- What is asked
Reproduce everything in the listing from the line containing "One keypoint belongs to every instance. Tag the purple" down to the end, request included. Scale every coordinate in the answers by 1.35 and round each to a whole number, with halves rounding up.

- Records shown
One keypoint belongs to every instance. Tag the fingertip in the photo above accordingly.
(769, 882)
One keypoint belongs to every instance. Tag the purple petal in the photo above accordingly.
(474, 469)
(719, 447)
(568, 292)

- Response to this task
One keypoint belongs to every instance. Tag the purple petal in the photo above accordingly.
(640, 633)
(971, 603)
(767, 394)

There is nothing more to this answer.